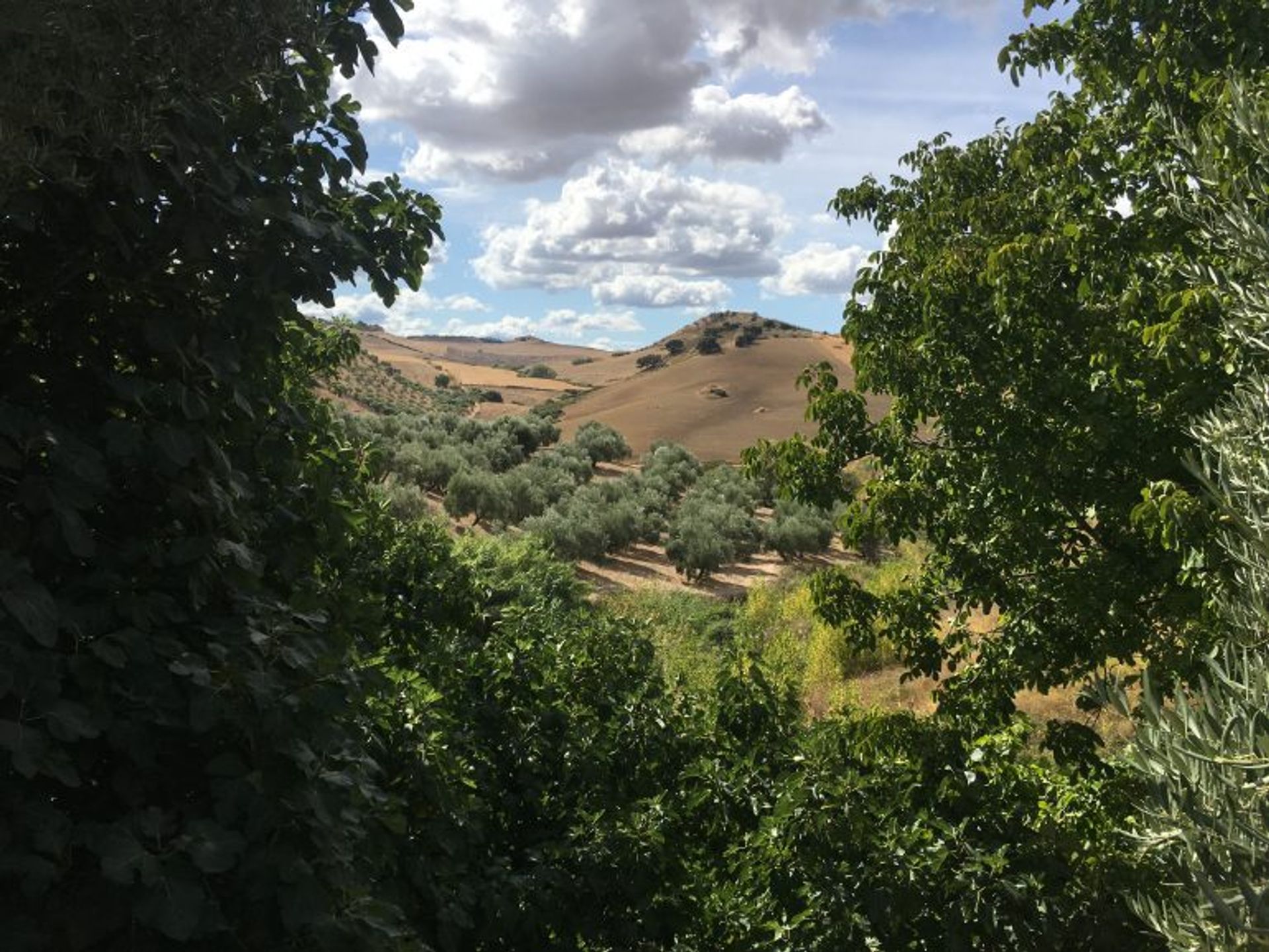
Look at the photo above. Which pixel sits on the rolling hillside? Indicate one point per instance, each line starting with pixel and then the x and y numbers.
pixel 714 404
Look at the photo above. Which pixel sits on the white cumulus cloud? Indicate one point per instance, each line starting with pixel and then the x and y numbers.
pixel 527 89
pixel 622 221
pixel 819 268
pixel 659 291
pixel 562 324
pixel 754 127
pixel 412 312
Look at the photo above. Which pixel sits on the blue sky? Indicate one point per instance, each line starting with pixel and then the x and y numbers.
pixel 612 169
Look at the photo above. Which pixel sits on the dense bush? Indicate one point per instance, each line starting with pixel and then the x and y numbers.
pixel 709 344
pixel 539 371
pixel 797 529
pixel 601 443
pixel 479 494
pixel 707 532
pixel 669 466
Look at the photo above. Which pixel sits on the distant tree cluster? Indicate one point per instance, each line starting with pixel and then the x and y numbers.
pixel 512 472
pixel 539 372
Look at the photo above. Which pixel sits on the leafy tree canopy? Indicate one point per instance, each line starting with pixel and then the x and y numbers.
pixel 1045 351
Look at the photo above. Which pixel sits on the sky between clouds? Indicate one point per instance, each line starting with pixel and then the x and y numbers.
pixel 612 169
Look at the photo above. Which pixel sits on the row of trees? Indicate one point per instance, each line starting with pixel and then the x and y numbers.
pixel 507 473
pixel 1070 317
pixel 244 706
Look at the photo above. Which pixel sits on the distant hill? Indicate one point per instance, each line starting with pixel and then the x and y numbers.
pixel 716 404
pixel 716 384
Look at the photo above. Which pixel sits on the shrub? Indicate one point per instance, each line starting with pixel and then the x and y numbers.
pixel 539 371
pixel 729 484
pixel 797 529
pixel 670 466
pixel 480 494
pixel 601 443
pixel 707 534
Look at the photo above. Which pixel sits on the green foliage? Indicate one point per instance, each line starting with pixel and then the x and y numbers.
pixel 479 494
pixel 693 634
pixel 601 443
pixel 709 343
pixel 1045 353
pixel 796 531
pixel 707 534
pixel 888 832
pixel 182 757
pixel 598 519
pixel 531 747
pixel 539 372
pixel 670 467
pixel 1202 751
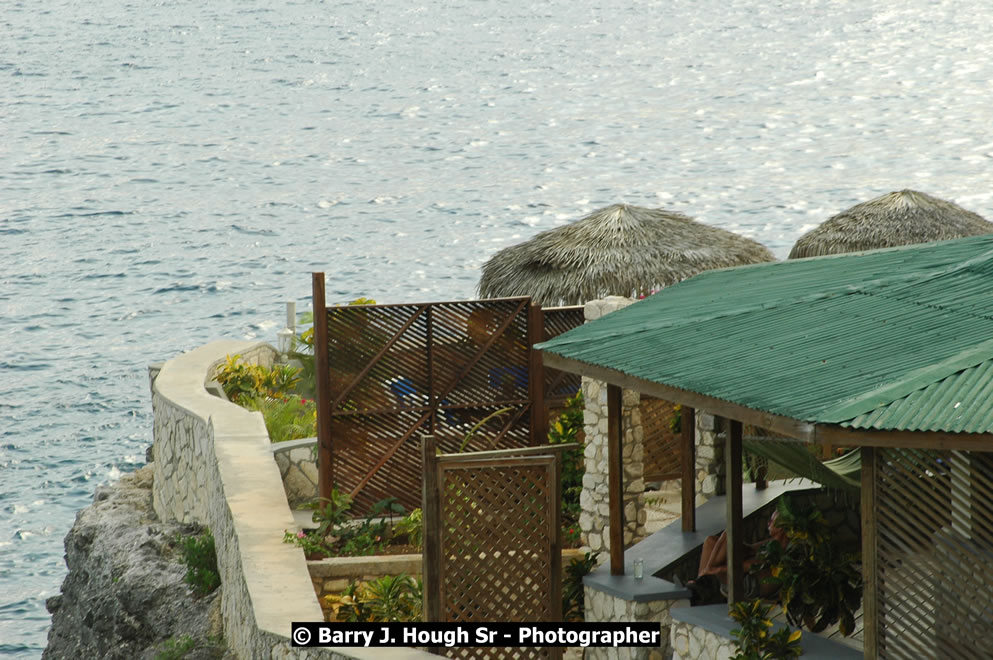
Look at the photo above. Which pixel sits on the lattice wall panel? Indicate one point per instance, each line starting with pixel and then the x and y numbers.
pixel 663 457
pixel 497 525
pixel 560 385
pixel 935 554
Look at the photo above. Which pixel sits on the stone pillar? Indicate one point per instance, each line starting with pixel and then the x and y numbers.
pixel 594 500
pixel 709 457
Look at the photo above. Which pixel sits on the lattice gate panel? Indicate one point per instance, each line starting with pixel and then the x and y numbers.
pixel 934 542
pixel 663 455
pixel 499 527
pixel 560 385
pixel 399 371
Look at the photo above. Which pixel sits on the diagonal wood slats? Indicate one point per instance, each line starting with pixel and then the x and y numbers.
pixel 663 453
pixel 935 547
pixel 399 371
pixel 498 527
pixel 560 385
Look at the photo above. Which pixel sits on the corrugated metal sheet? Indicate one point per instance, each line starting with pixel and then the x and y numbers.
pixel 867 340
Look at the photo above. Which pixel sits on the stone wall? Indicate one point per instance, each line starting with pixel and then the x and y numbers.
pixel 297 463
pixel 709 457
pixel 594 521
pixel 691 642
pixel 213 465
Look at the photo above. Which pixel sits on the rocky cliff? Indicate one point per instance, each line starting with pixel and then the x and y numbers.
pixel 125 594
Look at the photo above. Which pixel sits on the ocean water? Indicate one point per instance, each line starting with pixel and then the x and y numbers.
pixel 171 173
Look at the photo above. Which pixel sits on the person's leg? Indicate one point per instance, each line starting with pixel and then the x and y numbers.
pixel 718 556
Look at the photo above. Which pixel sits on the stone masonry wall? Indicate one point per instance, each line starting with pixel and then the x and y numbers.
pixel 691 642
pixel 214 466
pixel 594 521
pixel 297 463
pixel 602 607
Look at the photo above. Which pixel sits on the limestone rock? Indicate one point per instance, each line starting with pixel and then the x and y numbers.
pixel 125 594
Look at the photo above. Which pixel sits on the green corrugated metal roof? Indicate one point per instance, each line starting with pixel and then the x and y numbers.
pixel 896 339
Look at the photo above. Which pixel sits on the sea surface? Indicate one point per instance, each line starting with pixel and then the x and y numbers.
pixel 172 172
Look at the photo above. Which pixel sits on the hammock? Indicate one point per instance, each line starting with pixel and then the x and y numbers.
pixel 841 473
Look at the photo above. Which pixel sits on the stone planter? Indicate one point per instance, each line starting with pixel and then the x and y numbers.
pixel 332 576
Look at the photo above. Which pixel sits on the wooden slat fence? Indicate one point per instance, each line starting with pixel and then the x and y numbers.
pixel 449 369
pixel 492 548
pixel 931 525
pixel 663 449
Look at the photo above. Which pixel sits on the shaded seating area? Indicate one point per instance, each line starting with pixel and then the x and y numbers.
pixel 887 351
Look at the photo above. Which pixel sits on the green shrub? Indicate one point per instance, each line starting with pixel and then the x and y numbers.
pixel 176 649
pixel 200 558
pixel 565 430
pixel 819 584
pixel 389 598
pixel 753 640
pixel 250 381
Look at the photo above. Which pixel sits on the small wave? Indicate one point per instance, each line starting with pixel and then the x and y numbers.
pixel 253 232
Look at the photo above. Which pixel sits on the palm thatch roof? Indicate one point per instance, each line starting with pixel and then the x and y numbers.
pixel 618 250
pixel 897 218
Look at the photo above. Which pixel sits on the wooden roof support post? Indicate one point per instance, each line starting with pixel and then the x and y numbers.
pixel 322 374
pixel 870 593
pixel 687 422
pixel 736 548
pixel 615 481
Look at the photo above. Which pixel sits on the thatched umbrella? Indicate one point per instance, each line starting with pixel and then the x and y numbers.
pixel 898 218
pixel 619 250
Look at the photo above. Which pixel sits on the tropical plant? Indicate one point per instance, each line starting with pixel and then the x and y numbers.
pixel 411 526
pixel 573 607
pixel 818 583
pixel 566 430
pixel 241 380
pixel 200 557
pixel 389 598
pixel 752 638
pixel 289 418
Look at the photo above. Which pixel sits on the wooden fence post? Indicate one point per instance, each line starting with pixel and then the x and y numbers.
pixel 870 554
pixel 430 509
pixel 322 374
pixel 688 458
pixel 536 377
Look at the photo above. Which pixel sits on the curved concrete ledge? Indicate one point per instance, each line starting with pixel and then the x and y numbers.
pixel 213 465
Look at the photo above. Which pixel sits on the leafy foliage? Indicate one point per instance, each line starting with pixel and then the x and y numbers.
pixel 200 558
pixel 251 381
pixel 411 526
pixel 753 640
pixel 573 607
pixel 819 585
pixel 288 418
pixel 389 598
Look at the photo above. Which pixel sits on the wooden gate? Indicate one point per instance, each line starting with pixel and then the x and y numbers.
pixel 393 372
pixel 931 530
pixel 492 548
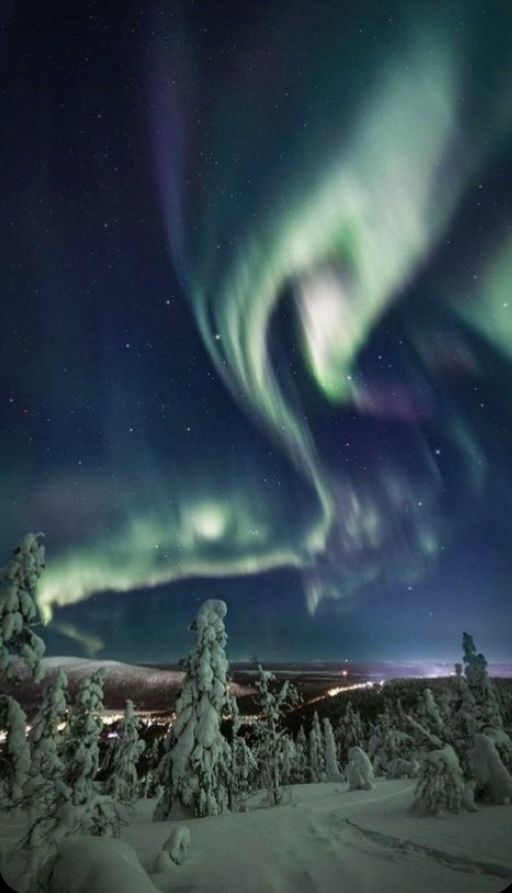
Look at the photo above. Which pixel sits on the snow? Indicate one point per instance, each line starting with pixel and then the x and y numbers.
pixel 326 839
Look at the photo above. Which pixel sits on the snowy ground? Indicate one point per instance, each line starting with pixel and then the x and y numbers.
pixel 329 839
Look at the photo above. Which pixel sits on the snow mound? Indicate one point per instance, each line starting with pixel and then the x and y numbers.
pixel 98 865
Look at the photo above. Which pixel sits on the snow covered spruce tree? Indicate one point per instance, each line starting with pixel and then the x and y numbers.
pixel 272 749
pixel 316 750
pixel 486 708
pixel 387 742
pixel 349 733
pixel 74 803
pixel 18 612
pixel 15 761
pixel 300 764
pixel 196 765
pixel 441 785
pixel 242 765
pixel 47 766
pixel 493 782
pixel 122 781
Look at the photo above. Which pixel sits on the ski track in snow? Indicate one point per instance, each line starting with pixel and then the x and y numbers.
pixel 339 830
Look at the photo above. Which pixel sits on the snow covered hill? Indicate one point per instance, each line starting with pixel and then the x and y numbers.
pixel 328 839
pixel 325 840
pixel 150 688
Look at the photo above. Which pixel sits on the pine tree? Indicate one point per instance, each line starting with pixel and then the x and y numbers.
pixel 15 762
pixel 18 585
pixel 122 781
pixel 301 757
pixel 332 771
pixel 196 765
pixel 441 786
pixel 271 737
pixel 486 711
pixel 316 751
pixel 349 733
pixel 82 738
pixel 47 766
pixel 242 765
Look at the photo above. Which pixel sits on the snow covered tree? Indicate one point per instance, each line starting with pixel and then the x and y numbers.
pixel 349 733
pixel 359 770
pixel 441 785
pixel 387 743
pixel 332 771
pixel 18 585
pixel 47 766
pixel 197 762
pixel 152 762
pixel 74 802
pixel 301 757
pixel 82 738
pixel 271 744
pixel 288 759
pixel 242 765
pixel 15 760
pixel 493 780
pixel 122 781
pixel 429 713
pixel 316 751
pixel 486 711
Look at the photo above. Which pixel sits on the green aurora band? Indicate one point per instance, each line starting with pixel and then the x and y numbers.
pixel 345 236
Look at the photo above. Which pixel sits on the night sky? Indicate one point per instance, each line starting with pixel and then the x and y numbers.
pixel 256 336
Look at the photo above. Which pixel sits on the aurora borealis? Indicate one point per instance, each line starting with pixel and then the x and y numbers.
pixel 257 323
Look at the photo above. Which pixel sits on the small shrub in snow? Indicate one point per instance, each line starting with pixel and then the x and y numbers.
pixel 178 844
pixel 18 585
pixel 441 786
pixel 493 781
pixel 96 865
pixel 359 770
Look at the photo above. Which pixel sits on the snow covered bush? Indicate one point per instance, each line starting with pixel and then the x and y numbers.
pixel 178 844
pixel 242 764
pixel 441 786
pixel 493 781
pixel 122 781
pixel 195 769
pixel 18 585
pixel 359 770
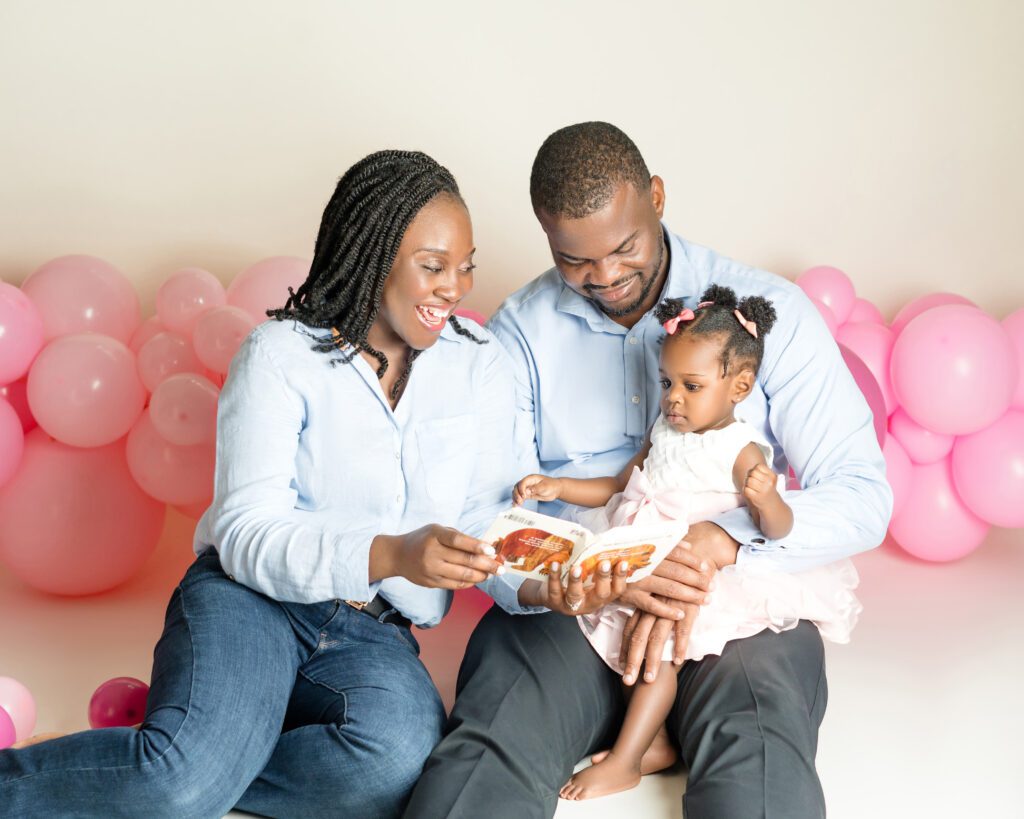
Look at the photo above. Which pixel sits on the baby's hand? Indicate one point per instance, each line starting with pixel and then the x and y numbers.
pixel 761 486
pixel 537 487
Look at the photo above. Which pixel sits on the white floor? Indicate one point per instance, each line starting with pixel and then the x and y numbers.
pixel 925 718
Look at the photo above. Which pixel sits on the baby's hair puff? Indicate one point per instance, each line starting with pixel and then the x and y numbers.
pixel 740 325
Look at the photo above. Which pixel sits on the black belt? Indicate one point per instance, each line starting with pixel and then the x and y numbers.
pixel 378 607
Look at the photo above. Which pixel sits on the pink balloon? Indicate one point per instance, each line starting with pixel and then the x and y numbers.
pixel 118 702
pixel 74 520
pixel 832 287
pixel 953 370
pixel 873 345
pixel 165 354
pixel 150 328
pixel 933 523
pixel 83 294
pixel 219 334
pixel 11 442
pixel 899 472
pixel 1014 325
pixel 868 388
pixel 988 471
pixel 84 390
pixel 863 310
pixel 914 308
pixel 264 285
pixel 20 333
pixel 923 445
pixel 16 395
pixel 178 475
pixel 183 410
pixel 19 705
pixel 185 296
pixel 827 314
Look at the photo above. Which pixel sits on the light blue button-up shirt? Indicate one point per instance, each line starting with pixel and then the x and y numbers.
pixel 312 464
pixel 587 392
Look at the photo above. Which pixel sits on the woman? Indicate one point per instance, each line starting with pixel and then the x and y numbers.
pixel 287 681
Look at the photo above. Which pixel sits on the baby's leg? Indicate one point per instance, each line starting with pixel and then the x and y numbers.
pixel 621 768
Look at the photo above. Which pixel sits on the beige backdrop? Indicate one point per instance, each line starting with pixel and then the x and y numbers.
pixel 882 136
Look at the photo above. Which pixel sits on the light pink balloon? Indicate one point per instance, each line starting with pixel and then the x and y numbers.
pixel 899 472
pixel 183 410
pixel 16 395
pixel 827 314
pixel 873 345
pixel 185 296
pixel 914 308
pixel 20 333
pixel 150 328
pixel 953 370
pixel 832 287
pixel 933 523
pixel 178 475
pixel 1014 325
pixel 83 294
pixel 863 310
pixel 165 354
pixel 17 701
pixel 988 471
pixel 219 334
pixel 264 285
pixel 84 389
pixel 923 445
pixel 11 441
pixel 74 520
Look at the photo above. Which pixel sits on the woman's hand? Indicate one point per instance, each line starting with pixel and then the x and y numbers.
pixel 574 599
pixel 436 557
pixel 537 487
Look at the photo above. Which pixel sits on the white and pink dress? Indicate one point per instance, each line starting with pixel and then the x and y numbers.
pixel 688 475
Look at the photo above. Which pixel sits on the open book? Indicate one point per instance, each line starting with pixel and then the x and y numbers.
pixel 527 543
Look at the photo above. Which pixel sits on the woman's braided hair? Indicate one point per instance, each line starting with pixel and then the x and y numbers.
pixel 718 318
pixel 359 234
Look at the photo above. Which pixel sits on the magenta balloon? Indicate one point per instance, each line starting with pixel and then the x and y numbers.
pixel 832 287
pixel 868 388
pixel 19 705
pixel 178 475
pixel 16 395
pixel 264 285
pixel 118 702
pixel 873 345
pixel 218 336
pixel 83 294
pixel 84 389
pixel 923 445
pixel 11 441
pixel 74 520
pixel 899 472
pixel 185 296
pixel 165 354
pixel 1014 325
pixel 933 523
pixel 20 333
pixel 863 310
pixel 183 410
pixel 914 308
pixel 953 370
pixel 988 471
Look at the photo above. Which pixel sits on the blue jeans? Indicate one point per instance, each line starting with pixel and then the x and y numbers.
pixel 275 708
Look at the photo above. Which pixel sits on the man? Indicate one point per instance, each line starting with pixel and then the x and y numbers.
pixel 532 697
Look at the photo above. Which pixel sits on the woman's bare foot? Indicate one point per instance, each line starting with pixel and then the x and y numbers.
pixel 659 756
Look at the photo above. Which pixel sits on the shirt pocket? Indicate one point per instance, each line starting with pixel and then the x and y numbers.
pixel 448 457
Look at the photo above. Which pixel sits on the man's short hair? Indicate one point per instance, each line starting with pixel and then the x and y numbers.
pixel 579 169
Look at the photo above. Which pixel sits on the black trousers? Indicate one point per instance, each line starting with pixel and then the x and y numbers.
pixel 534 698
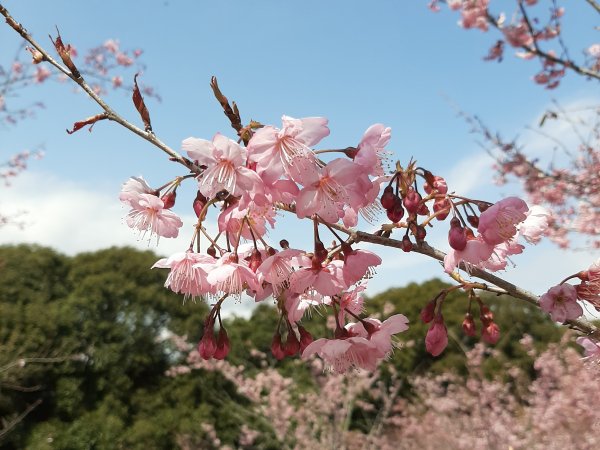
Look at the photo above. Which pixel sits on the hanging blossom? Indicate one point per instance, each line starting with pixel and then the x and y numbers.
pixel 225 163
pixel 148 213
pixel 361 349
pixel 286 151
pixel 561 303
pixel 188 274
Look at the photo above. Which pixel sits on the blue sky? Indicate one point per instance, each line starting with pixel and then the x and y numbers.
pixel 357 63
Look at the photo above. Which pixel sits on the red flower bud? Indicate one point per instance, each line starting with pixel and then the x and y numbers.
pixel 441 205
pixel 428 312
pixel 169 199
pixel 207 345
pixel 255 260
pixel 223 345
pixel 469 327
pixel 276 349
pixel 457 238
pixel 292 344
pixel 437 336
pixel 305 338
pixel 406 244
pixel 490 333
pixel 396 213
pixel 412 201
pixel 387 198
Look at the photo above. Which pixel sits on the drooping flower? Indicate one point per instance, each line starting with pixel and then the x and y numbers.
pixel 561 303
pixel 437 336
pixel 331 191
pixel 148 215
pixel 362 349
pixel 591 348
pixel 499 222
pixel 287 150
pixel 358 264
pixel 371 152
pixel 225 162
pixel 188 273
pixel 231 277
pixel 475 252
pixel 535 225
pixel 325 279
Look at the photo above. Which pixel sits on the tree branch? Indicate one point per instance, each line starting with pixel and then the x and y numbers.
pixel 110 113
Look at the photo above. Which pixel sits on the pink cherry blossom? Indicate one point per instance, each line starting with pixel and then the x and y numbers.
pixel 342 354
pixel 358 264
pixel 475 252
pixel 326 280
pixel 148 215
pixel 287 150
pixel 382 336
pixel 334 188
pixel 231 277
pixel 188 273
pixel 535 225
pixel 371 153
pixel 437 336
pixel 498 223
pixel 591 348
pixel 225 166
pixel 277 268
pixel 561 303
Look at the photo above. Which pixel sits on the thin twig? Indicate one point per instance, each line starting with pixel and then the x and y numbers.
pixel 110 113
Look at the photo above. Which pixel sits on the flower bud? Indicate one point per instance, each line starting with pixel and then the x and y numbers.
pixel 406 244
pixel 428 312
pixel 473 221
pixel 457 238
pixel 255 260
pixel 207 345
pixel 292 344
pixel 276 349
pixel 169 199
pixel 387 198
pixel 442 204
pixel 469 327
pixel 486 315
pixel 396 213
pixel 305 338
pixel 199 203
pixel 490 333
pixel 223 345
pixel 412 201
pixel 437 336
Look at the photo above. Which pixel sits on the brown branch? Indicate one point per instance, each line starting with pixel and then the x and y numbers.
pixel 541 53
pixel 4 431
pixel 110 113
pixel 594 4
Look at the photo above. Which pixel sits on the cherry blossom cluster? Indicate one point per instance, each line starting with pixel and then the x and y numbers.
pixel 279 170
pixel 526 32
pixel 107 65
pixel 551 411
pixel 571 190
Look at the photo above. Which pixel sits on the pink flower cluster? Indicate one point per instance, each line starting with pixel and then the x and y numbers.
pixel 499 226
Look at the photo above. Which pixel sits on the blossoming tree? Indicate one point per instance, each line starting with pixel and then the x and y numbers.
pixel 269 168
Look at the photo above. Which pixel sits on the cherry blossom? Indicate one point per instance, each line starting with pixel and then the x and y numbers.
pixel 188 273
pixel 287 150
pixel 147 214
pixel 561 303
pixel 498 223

REQUIRED WORK: Rewrite only the items from the line with "the white and" up to and including the line with "pixel 448 457", putting "Mark" wherever "Indicate" stands and leaving everything else the same.

FINISHED EXERCISE:
Look at the photo above. Which pixel sits on the white and pink dress? Mark one point per instance, each line starting with pixel and then the x and y numbers.
pixel 688 475
Look at the photo above. Which pixel sits on the open book? Mark one point per instance, each line starting with pixel and then the x and y numbers.
pixel 527 543
Look at the photo above. Which pixel sits on the woman's braided hair? Mark one point per instance, each line starting with pixel and then the x and y numbers.
pixel 718 318
pixel 359 234
Look at the photo above. Which pixel sits on the magenta balloon? Mark one point per instance, each line starting with pixel and then the x and y numbers.
pixel 832 287
pixel 868 388
pixel 19 705
pixel 178 475
pixel 16 395
pixel 264 285
pixel 118 702
pixel 873 345
pixel 218 336
pixel 83 294
pixel 84 389
pixel 923 445
pixel 11 441
pixel 74 520
pixel 899 472
pixel 185 296
pixel 165 354
pixel 1014 325
pixel 933 523
pixel 20 333
pixel 863 310
pixel 183 410
pixel 914 308
pixel 953 370
pixel 988 471
Look at the photo above. Which pixel sits on the blue jeans? Mark one point per instance, each line starting with pixel and then the x and y numbers.
pixel 275 708
Look at the photo above. Which pixel sits on the man? Mark one point per instance, each line starting with pixel and then the x and y numbers.
pixel 532 697
Look at the photo above. Which pixel sits on the woman's bare foot? Mark one point per instance, each line starting with pixel and then the x and y numbers.
pixel 659 756
Look at the photo above. Which pixel sits on the shirt pocket? Mark one point per instance, each line starting with pixel and then the x and y numbers.
pixel 448 457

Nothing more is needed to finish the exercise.